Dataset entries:
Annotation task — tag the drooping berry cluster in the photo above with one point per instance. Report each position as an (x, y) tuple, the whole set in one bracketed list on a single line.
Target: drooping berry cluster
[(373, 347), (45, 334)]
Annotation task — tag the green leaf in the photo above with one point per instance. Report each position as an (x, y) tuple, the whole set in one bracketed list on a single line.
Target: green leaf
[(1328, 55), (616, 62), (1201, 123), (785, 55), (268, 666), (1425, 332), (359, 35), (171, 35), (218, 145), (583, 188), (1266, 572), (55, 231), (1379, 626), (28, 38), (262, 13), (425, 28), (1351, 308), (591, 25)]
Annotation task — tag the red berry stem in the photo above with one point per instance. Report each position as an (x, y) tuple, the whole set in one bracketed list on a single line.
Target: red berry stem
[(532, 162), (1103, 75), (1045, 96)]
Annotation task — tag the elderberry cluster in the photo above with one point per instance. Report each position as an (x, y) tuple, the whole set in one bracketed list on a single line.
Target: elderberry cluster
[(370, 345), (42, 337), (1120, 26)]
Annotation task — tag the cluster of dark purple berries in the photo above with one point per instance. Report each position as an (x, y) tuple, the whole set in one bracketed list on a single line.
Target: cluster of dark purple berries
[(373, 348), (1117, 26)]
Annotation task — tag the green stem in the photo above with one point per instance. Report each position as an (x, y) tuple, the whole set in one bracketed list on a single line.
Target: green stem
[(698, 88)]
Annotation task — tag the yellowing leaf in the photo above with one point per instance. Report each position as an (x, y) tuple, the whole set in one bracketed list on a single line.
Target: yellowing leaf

• **TRY IT**
The task calls for all the records above to be repeated exactly.

• **EXPECTED ANSWER**
Annotation task — tag the drooping berry cluster in the photo above with one point per instance. Report each position as an (x, y) tuple, the whole set in one bracketed list on a single line.
Target: drooping berry cluster
[(373, 347), (45, 334)]
Annotation task — tag the green leaf in the photo above with one point per instance. Report each position as an (x, y) tuple, the whole set in one bracketed list on a single line.
Target: green leaf
[(1328, 55), (616, 62), (1201, 123), (785, 55), (268, 666), (1425, 332), (359, 35), (171, 35), (218, 145), (583, 188), (1266, 572), (55, 231), (1379, 626), (28, 38), (262, 13), (425, 28), (1351, 308), (591, 25)]
Annotation task — tag the red berry stem in the photo above with one point per instance. Report each position as an (x, y) tuple, the whole set in one bracketed list on a single line.
Target: red berry stem
[(532, 162), (1103, 75), (1045, 96)]
Annotation task — tag the elderberry cluster in the photo above with one point per instance. Report each position as an (x, y) tuple, the whole set in one bracketed list on a single line.
Target: elderberry cluster
[(370, 345), (42, 337), (1120, 26)]
Annotation task — tag the cluster of dark purple berries in the photo above with one point per instance. Report each position as an (x, y) tuple, the whole set in one bracketed list on a single line.
Target: cluster of dark purple berries
[(373, 348), (1117, 26)]
Annotation task — tag the green stem in the photo above with one point per instance. Report each position as an (x, y) tuple, the whole set in one bracketed list on a single line.
Target: green stem
[(698, 88)]
Annotation task — tag the yellowing leaf in the photo above with one point per instance. Report each position as an (x, y) tuple, the whole set in one bracketed list on a single line.
Target: yellowing leaf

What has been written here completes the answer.